::: Document passage :::

XForms Everywhere

6/23/2006

Automatically adding namespace declarations with IntelliJ

Filed under: General — Alessandro Vernet @ 3:23 pm

Often people ask us what XML editor we are using. When I say I use IntelliJ from JetBrain, the next question is inevitably “uh? I thought IntelliJ was a Java IDE”.

Yes, IntelliJ is primarily a Java IDE, but it also has excellent support for JavaScript, HTML, and XML. The XML editor is schema-aware and supports compound documents where you mix elements from multiple schemas, like XHTML with XForms. When you provide IntelliJ with the schema of the document you are editing, code completion and validation will be schema aware, as you would expect. Say in an XHTML document you put a paragraph into paragraph, which is not valid in (X)HTML, the error will be highlighted right away.

Showing how IntelliJ highlights invalid XML based on the schema

For those of us who have are writing Java code, IntelliJ had for as far as I can remember provided an auto-import feature: say you use the class ArrayList without importing java.util.ArrayList. Then IntelliJ suggests to add an import java.util.ArrayList for you, and you can accept the suggestion by just pressing Alt-Enter.

IntelliJ auto-import in Java

Now IntelliJ has the same feature for namespace declaration in XML. Say you start writing <xforms:model> but you don’t have any namespace declaration for the xforms prefix. After you press Alt-Enter, IntelliJ will ask if you want to create a namespace declaration. If you accept, it will add for you the xmlns:xforms="http://www.w3.org/2002/xforms" where it is needed.

IntelliJ adding a namespace declaration for XForms

IntelliJ seems to be looking all your schemas, and picking the namespace of those that define an element with a matching name. When multiple namespaces could apply, IntelliJ will give you a choice. For instance in the example below I have a config element, which could either be the start of an XPL pipeline or a page flow controller document. Hence IntelliJ gives me the choice between the two:

IntelliJ adding a namespace declaration for XForms

Want to know more about IntelliJ? Download it, check out their blog, and if you are doing open source development you can even get a free license.

6/16/2006

XForms Tip: Differentiating Between Submit Errors

Filed under: General — Erik Bruchez @ 7:43 am



With XForms 1.0, it is not possible to differenciate between a submission error due to an invalid form (or with required-but-empty values) and a submission error due to, for example, a network issue, an HTTP 404 error response, etc.

::: Recorded data :::

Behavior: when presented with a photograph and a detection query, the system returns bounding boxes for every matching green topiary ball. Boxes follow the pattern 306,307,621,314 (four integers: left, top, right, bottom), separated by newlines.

:::

### Exercises
A: Rewrite the XForms blog passage between "XForms Tip: Differentiating" and "error response, etc.", inclusive, with "submission error" changed to "submit failure" throughout.
B: Write the next part of the XForms blog post on differentiating submit errors, picking up after its final sentence.

### Per-task outputs
A:
XForms Tip: Differentiating Between Submit Errors

Filed under: General — Erik Bruchez @ 7:43 am



With XForms 1.0, it is not possible to differenciate between a submit failure due to an invalid form (or with required-but-empty values) and a submit failure due to, for example, a network issue, an HTTP 404 error response, etc.

B:
XForms 1.1 is adding many submission-related improvements that will for example allow an XForms page to directly speak the Atom Publishing Protocol, a fully REST-based API.

We will talk more about this support in the future, but already a new event, xforms-submit-serialize allows you to determine at a high-level why a submission has failed. This event is fired just after the instance has passed validation and just before the instance data is serialized.

If you set a control flag upon receiving this event, you can determine, upon receiving an xforms-submit-error event, whether the instance has already passed validation or not. If it has not, the error is a validation error. If it has, then the error has occurred during serialization, actual submission, or as a result of processing the response. Here is how you set the status flag in an instance called submission-status:

<xforms:instance id="submission-status">
    <submission-status xmlns=""/>
</xforms:instance>
<xforms:submission ...>
    <xforms:setvalue ev:event="xforms-submit-serialize"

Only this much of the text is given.